TRECHO:
Quanto à produção de massa seca, obtiveram destaque os dois consórcios, aveia branca, centeio e nabo (Tabela 1), enquanto a ervilhaca foi a espécie de menor produção. Sendo assim, observa-se que o nabo foi capaz de liberar maior quantidade de água durante a secagem, se igualando estatisticamente aos tratamentos de consórcio, aveia e centeio quanto à massa seca. Ainda, destaca-se que a ervilhaca, mesmo com menor produção de massa seca, é capaz de fixar N da atmosfera através da simbiose com bactérias (FABIAN et al., 2016).
Já comparando os sistemas de manejo do solo, observou-se maior produção de massa seca em Sistema Plantio Direto, diferindo dos resultados de Suzuky e Alves (2006), que observaram maior valor em Sistema Convencional.
Levado em conta a precipitação ao longo do tempo de decomposição, observou-se valores abaixo do esperado para o período, influenciando na decomposição das plantas de cobertura. Ribeiro et al. (2014), trazem que são influentes na decomposição de restos culturais a precipitação pluvial, umidade e temperatura do solo e temperatura ar.
Ademais, para a decomposição das plantas de cobertura, de acordo com os sistemas de manejo do solo e ao longo do tempo, são apresentadas as equações de regressão Figura 1. A taxa de decomposição dos restos culturais depositados sobre o solo, de acordo com Nunes et al. (2010), está principalmente relacionada à relação carbono/nitrogênio (C/N) do tecido, por isso espécies não gramíneas possuem maior decomposição, quando comparadas com gramíneas.
A decomposição de aveia branca (Figura 1A) apresenta comportamento quadrático em ambos sistemas. Em SPD a redução de massa seca chegou a um percentual de mais de 45% aos 140 dias de decomposição. Crusciol et al. (2008), ao avaliarem a decomposição de aveia preta (Avena strigosa), observam que após 53 dias a cobertura já se decompôs 66%.

DADOS ARMAZENADOS:

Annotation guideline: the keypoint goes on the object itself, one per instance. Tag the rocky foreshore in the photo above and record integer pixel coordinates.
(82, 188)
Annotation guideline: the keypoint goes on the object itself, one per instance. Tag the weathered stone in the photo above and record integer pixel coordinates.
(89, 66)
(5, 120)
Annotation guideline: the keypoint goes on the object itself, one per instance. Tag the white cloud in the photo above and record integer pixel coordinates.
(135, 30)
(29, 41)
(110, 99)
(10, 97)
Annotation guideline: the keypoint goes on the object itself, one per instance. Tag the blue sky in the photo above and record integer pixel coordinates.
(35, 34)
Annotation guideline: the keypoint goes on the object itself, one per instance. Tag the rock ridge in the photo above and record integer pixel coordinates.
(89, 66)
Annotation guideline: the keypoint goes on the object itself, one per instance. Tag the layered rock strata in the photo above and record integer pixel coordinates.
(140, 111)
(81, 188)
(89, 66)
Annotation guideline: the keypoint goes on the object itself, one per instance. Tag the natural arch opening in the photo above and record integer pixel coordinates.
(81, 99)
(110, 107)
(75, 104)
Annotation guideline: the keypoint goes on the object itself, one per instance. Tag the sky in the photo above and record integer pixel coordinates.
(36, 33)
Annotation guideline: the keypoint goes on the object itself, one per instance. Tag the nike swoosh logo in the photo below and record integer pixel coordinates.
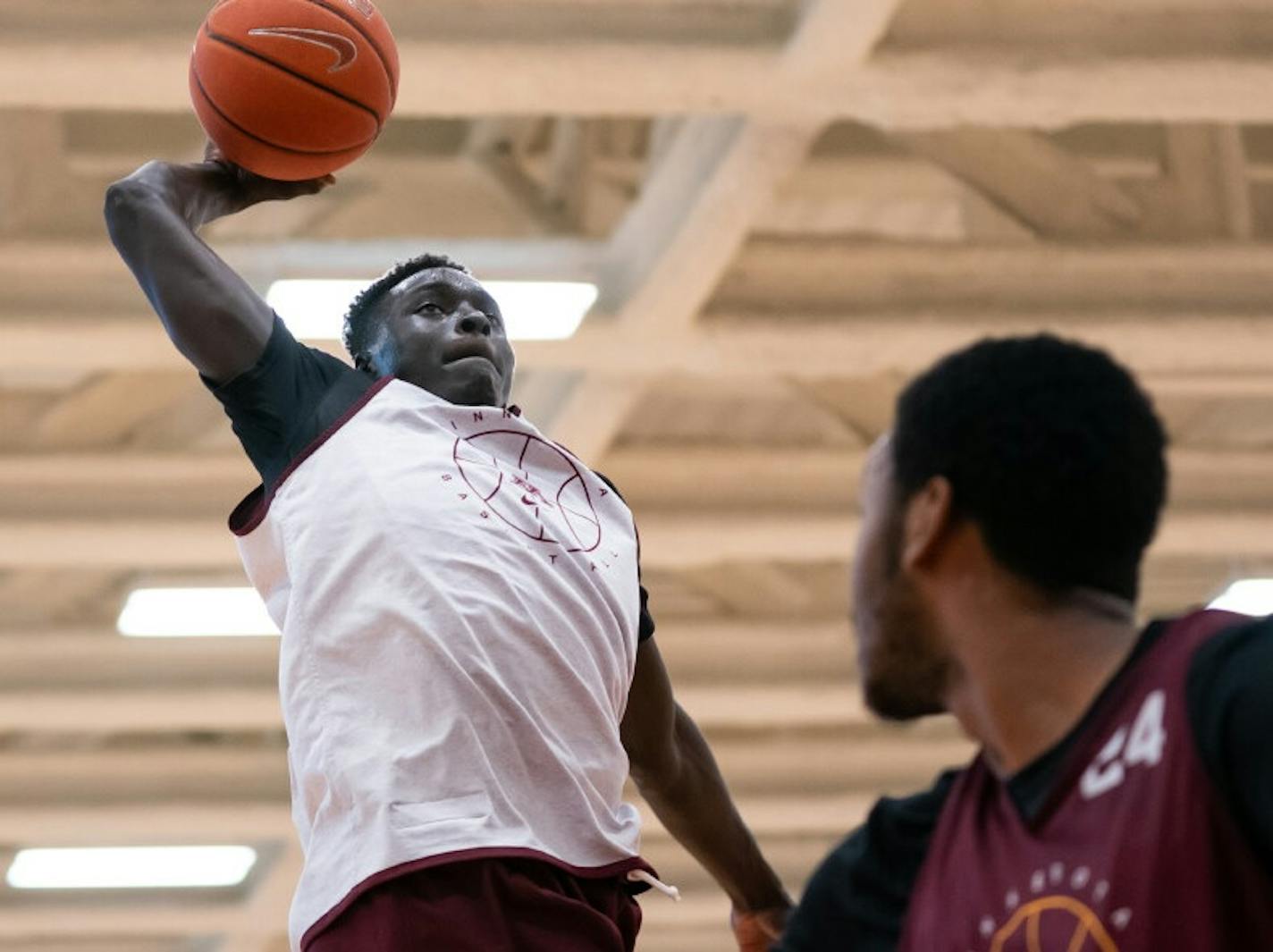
(341, 46)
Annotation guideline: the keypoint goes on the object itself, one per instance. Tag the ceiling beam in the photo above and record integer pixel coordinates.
(796, 345)
(702, 200)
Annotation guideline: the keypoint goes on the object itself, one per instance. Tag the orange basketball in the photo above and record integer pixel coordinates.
(293, 89)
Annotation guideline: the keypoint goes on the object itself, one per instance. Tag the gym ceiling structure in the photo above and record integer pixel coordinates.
(788, 207)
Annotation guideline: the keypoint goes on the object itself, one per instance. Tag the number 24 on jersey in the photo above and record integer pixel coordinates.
(1137, 745)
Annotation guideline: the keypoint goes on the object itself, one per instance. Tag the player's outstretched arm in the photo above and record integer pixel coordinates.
(678, 775)
(213, 316)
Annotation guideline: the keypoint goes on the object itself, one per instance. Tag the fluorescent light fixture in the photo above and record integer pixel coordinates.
(1246, 597)
(194, 612)
(315, 309)
(131, 867)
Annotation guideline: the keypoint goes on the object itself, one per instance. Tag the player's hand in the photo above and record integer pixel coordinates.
(205, 191)
(759, 930)
(240, 189)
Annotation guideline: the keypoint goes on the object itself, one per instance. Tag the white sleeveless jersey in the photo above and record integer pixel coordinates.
(459, 603)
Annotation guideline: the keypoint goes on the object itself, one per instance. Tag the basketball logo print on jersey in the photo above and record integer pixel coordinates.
(1057, 913)
(531, 485)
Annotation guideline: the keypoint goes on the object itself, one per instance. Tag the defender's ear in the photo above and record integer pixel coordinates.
(928, 517)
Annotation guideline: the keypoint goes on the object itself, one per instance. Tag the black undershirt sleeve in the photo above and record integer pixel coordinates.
(1230, 697)
(857, 898)
(645, 621)
(287, 400)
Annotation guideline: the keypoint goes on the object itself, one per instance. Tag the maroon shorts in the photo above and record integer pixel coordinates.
(486, 906)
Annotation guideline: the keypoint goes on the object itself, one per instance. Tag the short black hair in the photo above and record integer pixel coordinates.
(358, 324)
(1050, 447)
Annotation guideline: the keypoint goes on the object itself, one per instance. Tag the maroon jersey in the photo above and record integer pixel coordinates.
(1134, 852)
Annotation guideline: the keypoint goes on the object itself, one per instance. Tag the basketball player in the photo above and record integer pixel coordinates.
(468, 670)
(1123, 795)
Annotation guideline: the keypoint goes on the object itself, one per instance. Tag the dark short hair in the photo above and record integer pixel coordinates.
(359, 324)
(1050, 447)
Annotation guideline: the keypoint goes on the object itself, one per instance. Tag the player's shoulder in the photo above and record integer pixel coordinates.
(858, 897)
(1233, 661)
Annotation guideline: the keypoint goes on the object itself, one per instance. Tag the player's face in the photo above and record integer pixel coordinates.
(442, 331)
(900, 660)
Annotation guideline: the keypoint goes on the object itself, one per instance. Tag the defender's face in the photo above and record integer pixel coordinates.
(442, 331)
(900, 661)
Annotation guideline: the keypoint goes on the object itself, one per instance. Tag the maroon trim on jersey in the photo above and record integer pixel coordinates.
(603, 872)
(252, 510)
(1149, 856)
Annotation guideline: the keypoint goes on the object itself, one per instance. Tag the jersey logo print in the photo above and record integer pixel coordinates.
(1057, 912)
(341, 46)
(532, 486)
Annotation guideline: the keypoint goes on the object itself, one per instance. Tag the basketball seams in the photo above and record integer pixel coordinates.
(256, 138)
(261, 57)
(371, 41)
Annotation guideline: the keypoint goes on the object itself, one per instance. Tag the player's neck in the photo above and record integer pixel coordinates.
(1025, 678)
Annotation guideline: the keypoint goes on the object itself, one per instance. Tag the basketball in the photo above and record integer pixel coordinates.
(293, 89)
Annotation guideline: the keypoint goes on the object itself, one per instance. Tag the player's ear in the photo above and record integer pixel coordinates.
(378, 358)
(927, 518)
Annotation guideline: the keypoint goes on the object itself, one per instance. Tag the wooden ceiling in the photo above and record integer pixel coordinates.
(789, 207)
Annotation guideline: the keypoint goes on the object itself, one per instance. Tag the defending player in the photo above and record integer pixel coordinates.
(1123, 796)
(466, 664)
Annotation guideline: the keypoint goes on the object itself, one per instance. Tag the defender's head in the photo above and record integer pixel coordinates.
(1033, 465)
(431, 324)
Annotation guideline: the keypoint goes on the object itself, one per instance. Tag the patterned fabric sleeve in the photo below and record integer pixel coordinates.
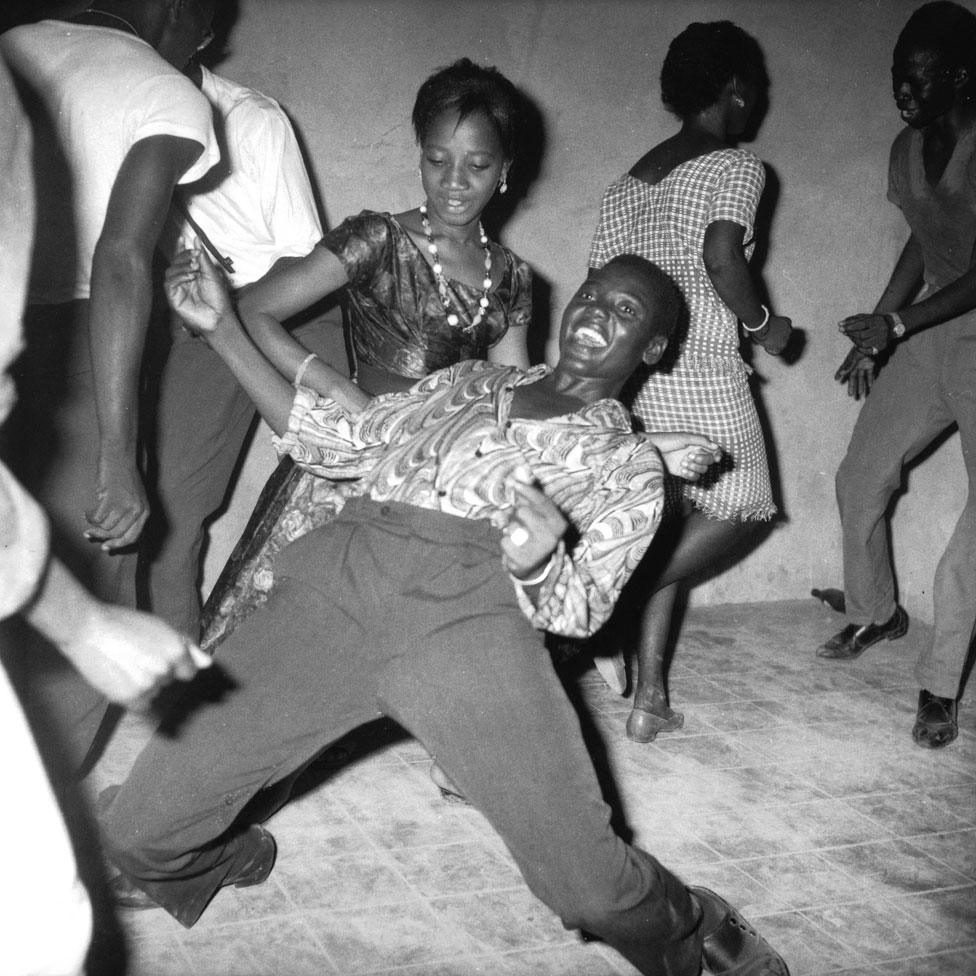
(323, 439)
(577, 597)
(519, 311)
(613, 228)
(360, 243)
(736, 195)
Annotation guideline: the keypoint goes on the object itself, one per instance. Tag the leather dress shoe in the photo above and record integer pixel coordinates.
(731, 945)
(253, 871)
(853, 640)
(936, 722)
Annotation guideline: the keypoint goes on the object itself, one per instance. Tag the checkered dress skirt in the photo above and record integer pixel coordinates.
(706, 388)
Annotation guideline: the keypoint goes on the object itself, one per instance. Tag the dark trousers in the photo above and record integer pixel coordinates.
(202, 420)
(393, 610)
(926, 386)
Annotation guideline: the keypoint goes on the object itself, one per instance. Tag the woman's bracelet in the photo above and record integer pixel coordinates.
(300, 372)
(762, 325)
(539, 577)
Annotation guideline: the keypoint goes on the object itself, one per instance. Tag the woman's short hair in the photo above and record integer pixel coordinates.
(466, 88)
(944, 28)
(703, 59)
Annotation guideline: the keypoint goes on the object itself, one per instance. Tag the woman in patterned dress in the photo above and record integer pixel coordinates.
(425, 289)
(689, 205)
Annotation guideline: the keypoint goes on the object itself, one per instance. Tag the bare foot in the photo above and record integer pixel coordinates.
(651, 715)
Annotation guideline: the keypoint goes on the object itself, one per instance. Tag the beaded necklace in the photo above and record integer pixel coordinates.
(442, 287)
(128, 26)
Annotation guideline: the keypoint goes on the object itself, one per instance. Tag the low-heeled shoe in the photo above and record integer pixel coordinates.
(853, 640)
(936, 722)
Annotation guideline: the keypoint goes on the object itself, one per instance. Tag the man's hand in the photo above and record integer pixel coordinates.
(121, 508)
(870, 333)
(196, 291)
(857, 371)
(129, 656)
(686, 455)
(777, 335)
(534, 529)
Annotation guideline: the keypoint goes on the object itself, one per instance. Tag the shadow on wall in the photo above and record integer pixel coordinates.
(525, 171)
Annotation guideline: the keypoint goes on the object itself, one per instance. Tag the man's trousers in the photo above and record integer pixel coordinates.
(928, 384)
(394, 610)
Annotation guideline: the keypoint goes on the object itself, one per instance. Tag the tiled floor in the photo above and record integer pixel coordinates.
(794, 789)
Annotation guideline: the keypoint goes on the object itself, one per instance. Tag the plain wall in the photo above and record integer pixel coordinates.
(347, 73)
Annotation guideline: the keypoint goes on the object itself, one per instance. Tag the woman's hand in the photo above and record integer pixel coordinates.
(870, 332)
(129, 656)
(196, 291)
(534, 529)
(857, 371)
(685, 454)
(776, 335)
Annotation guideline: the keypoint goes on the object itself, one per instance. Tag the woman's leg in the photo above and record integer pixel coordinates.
(702, 543)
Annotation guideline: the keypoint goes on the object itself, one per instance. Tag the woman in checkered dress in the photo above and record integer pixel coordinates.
(689, 205)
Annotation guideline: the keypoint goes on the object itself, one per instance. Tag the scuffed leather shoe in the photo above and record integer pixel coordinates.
(731, 946)
(253, 871)
(936, 723)
(853, 641)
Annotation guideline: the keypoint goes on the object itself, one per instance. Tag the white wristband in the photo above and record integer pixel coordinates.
(300, 372)
(762, 325)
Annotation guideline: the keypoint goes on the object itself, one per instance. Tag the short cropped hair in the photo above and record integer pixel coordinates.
(703, 59)
(668, 302)
(944, 28)
(467, 88)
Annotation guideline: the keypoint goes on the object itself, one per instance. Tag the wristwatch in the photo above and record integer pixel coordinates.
(897, 326)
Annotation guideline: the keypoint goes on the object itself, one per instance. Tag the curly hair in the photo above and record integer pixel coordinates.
(466, 88)
(703, 59)
(944, 28)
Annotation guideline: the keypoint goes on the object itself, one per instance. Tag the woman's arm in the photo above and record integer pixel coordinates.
(288, 290)
(728, 270)
(197, 293)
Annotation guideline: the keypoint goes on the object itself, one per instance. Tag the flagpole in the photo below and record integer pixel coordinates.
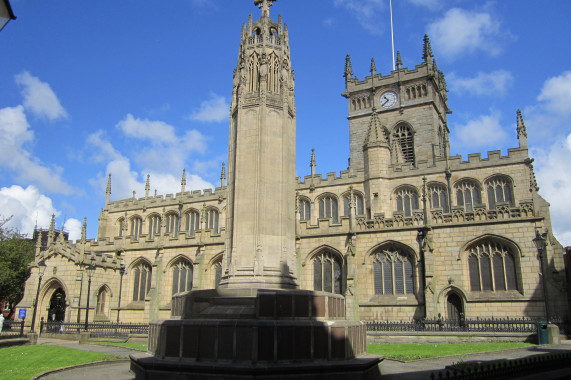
(392, 33)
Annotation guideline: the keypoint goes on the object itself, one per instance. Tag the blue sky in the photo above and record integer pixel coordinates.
(137, 87)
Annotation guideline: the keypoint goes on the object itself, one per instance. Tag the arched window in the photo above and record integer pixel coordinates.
(136, 227)
(154, 225)
(392, 272)
(407, 200)
(359, 204)
(499, 190)
(102, 302)
(405, 140)
(327, 273)
(328, 208)
(192, 222)
(211, 221)
(468, 194)
(491, 267)
(438, 196)
(141, 281)
(304, 209)
(172, 224)
(182, 272)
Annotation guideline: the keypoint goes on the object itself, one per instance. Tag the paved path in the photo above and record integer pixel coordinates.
(390, 369)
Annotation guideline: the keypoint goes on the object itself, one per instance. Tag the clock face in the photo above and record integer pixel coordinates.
(388, 99)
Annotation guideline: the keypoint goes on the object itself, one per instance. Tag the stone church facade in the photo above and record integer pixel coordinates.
(406, 232)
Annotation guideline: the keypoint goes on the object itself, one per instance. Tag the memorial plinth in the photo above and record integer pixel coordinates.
(255, 334)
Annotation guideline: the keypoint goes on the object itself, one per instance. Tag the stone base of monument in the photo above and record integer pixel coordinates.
(255, 334)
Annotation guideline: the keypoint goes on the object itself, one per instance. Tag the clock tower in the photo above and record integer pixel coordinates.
(410, 106)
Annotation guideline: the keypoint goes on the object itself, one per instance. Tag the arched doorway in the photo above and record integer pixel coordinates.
(454, 308)
(56, 312)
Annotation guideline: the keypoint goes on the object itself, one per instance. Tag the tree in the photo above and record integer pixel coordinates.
(16, 253)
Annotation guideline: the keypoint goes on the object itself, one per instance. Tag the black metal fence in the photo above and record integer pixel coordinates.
(97, 330)
(508, 325)
(12, 329)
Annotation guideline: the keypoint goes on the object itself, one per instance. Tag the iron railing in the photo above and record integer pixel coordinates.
(508, 325)
(97, 330)
(12, 329)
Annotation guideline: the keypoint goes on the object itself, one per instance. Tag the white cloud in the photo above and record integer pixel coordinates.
(125, 180)
(554, 179)
(366, 12)
(494, 83)
(73, 226)
(481, 132)
(215, 109)
(16, 132)
(39, 97)
(556, 93)
(28, 207)
(461, 31)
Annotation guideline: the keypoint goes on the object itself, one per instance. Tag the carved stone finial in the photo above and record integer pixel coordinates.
(427, 49)
(348, 69)
(521, 130)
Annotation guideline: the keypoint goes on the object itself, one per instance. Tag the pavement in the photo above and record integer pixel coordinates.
(390, 369)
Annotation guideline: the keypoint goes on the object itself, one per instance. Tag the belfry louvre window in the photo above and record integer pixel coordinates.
(136, 228)
(359, 204)
(491, 267)
(438, 197)
(154, 225)
(304, 209)
(141, 281)
(468, 194)
(328, 208)
(327, 273)
(172, 224)
(405, 140)
(211, 220)
(499, 190)
(407, 200)
(182, 276)
(192, 222)
(392, 272)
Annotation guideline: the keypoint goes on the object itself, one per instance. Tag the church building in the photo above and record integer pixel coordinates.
(405, 232)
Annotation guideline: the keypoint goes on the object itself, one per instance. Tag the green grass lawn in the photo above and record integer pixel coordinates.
(134, 346)
(23, 362)
(414, 351)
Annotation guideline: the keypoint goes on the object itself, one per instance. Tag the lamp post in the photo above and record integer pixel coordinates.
(540, 243)
(121, 272)
(90, 269)
(41, 269)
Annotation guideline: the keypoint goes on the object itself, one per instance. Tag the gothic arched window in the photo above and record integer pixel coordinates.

O QUE SE PEDE: No trecho sobre plantas de cobertura, troque "ervilhaca" por "tremoço" e escreva de novo tudo desde "Quanto à produção" até "em Sistema Convencional.".

RESULTADO DO EXERCÍCIO:
Quanto à produção de massa seca, obtiveram destaque os dois consórcios, aveia branca, centeio e nabo (Tabela 1), enquanto a tremoço foi a espécie de menor produção. Sendo assim, observa-se que o nabo foi capaz de liberar maior quantidade de água durante a secagem, se igualando estatisticamente aos tratamentos de consórcio, aveia e centeio quanto à massa seca. Ainda, destaca-se que a tremoço, mesmo com menor produção de massa seca, é capaz de fixar N da atmosfera através da simbiose com bactérias (FABIAN et al., 2016).
Já comparando os sistemas de manejo do solo, observou-se maior produção de massa seca em Sistema Plantio Direto, diferindo dos resultados de Suzuky e Alves (2006), que observaram maior valor em Sistema Convencional.